[Data extracted from a collection]
....

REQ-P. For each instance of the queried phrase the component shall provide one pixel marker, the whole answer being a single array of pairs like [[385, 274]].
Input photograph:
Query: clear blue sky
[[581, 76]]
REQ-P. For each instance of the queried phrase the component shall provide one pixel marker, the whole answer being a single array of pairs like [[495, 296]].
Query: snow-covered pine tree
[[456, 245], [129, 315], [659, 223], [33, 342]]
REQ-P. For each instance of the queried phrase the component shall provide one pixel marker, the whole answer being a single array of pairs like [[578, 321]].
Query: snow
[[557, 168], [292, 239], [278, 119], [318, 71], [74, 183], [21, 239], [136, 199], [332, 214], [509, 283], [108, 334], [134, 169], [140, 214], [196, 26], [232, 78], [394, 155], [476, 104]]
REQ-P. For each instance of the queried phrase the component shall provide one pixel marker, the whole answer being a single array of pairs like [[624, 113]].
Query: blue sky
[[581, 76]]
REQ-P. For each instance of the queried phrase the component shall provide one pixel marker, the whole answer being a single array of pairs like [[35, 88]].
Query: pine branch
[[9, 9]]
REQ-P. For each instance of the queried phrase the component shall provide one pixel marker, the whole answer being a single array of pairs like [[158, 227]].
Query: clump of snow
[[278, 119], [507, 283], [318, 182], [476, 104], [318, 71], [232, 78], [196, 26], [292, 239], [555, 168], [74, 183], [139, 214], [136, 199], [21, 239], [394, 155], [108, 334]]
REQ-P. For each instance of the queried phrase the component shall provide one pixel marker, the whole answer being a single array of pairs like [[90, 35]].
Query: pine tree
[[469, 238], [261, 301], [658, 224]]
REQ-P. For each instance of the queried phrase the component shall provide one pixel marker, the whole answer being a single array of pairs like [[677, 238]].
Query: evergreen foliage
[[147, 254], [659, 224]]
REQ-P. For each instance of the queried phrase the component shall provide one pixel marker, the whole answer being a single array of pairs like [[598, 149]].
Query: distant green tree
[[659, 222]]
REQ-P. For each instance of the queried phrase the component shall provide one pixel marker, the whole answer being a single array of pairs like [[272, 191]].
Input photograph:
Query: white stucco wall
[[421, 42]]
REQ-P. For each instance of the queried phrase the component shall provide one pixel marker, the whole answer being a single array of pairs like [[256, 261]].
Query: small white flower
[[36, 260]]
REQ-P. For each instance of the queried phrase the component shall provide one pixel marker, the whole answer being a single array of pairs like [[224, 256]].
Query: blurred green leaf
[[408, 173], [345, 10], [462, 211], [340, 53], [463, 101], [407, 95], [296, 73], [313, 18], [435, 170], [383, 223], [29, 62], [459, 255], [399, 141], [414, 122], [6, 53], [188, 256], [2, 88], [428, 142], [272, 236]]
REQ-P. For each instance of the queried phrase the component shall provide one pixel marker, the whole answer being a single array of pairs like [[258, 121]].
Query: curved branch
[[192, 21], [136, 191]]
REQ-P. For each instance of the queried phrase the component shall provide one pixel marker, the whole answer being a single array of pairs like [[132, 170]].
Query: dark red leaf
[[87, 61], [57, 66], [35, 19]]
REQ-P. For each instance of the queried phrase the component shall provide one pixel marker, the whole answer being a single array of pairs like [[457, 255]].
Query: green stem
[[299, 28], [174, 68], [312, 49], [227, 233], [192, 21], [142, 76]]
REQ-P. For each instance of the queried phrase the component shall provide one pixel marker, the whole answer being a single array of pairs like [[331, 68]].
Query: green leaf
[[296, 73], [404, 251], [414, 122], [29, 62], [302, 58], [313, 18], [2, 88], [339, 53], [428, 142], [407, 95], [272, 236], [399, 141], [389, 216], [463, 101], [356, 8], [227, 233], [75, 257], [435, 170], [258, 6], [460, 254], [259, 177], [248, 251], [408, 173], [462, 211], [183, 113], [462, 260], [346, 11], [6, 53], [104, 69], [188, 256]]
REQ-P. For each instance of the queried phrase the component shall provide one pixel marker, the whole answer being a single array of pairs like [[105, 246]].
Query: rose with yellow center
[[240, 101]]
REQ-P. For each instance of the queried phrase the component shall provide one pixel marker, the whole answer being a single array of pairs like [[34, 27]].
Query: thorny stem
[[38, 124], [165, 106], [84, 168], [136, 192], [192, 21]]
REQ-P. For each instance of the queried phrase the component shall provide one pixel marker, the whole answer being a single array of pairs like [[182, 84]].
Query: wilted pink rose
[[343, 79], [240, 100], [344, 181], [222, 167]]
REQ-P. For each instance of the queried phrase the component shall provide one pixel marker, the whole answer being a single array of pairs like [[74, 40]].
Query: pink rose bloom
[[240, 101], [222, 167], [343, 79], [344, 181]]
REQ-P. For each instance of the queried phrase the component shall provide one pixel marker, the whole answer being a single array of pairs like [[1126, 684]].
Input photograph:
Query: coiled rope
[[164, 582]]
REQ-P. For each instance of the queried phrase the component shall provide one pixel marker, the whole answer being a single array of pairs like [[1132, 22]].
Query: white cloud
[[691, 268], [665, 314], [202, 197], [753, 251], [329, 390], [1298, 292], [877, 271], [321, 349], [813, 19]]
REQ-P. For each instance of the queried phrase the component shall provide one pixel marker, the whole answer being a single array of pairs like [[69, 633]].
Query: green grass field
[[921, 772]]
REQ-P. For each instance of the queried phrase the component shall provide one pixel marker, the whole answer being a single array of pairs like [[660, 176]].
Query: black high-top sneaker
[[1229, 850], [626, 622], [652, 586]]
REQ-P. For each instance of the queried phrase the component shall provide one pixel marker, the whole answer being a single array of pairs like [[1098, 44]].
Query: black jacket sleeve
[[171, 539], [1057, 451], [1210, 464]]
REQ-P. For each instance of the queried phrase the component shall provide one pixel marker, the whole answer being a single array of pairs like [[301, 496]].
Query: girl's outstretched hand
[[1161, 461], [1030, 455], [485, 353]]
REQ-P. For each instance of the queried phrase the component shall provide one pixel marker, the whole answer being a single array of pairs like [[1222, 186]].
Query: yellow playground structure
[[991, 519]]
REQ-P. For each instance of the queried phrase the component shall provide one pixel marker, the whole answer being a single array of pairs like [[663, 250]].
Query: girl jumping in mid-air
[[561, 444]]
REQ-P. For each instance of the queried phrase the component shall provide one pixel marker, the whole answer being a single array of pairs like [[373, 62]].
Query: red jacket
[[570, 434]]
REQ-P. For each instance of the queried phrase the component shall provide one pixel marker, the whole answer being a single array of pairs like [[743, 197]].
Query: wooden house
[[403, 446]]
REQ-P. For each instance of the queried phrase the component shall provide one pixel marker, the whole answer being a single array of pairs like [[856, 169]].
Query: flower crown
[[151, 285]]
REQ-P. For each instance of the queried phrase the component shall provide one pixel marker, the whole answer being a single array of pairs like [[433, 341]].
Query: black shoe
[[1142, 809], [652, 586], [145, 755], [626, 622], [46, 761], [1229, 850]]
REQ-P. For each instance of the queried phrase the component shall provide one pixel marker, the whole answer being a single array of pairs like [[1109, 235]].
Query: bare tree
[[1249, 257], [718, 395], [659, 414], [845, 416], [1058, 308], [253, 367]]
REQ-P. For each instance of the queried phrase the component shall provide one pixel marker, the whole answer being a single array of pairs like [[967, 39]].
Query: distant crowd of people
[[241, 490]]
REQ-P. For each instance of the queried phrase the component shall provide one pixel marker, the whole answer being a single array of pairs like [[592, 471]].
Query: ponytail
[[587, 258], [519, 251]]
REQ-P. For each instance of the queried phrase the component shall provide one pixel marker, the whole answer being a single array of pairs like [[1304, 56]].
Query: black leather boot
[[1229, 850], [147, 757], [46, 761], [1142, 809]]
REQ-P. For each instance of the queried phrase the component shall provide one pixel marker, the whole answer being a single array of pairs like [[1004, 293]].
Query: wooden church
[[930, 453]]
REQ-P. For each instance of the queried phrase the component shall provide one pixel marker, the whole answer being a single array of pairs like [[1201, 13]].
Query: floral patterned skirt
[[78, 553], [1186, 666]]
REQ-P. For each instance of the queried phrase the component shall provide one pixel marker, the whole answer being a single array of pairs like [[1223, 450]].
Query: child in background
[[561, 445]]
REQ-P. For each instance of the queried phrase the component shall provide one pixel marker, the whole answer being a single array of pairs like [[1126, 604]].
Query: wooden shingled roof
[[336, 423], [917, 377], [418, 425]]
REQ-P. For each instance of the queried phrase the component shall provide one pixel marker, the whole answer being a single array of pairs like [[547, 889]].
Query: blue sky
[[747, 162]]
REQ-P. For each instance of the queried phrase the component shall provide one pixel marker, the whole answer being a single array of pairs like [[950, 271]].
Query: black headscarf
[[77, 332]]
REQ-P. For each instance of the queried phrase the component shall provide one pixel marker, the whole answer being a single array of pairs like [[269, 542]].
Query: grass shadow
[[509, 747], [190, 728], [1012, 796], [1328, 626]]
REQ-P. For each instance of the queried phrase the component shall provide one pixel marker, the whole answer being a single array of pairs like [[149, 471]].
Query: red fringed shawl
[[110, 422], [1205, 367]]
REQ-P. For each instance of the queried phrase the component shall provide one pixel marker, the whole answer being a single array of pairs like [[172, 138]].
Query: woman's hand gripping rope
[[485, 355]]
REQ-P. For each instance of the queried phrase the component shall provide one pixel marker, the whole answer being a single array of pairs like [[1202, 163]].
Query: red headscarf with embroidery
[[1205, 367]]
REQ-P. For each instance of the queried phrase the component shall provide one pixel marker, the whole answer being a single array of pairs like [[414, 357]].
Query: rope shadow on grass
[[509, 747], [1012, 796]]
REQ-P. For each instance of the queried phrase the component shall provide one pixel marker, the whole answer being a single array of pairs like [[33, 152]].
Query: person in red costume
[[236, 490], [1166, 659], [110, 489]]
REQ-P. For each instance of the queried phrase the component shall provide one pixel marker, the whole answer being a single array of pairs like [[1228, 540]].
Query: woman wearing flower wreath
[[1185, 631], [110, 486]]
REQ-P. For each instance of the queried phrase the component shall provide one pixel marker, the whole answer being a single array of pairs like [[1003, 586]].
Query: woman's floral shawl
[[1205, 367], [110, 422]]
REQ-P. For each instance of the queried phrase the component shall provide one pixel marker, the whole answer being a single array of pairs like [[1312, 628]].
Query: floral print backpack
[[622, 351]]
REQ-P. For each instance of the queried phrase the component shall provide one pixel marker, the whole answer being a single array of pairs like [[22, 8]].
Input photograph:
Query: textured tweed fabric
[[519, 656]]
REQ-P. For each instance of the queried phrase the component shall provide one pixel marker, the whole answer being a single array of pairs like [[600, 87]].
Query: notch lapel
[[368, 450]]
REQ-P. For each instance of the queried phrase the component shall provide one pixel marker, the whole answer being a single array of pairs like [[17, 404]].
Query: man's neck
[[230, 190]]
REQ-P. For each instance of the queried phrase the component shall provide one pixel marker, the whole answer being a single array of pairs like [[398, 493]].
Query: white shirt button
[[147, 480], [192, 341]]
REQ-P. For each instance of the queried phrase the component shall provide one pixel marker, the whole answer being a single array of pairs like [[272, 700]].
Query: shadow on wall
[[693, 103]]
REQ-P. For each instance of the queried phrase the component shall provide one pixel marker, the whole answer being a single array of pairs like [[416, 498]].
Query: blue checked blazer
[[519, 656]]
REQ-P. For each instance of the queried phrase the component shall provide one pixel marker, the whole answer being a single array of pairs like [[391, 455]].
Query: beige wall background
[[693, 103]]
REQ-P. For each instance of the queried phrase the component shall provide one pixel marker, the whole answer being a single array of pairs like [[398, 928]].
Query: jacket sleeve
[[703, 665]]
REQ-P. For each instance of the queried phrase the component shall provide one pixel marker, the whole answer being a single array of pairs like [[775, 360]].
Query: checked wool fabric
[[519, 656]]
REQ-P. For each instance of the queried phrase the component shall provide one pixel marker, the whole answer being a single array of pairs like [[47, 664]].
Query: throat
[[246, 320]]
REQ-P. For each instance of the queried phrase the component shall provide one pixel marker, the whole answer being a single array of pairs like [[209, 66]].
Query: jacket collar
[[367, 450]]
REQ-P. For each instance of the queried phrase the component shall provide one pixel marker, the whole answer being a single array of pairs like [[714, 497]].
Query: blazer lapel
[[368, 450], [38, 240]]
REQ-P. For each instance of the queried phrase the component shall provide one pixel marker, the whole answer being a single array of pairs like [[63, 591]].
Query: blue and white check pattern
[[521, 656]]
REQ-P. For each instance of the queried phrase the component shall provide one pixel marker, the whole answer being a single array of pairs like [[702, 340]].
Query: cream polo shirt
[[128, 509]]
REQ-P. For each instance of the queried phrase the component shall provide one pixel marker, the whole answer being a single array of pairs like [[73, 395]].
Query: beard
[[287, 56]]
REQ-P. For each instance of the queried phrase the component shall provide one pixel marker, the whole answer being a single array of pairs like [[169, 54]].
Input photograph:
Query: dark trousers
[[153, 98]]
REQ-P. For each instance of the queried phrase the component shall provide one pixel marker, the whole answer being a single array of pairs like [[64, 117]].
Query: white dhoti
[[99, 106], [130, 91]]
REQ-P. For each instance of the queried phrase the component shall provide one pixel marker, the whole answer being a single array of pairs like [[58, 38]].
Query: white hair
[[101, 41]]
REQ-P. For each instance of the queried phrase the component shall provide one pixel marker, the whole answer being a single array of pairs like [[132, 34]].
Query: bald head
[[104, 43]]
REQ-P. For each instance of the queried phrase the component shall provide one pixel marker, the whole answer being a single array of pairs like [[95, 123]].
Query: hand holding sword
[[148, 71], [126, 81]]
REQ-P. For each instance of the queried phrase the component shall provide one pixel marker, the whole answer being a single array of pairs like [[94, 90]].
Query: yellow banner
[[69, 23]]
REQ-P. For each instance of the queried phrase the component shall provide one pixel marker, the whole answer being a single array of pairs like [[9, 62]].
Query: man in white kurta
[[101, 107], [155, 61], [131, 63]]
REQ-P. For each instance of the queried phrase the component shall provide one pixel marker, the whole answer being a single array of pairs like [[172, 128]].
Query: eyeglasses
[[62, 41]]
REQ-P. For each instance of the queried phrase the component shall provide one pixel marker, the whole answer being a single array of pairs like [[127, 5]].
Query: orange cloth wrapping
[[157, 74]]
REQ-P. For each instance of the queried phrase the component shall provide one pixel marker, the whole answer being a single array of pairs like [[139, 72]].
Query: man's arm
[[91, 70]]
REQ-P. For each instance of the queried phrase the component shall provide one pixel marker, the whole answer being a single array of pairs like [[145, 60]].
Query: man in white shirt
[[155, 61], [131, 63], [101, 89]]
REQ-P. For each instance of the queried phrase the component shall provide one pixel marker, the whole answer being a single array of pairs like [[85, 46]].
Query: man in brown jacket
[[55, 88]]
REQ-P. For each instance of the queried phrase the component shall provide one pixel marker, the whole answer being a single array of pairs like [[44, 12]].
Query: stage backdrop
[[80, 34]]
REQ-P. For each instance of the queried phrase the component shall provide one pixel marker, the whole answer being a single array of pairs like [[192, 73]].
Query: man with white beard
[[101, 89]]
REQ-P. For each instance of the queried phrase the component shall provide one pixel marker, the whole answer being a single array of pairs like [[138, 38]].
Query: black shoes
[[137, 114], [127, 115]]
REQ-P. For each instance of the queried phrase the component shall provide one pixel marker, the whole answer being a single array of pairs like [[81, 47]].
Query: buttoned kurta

....

**GOAL**
Rewrite the entries from the line containing "like [[138, 38]]." down to the end of the entries, with both ends included. Replace "pixel marker" with "coordinate point" and leave everything else unchanged.

**WRITTEN SOLUTION**
REQ-P. For each instance of the queried phrase the component shall provide one coordinate point, the whole answer being a single array of pairs like [[138, 38]].
Query: black shoes
[[137, 114], [127, 115]]
REQ-P. For each instance of the queried phrase the component shall provide one coordinate point, the whole answer being a single array of pairs like [[81, 47]].
Query: buttoned kurta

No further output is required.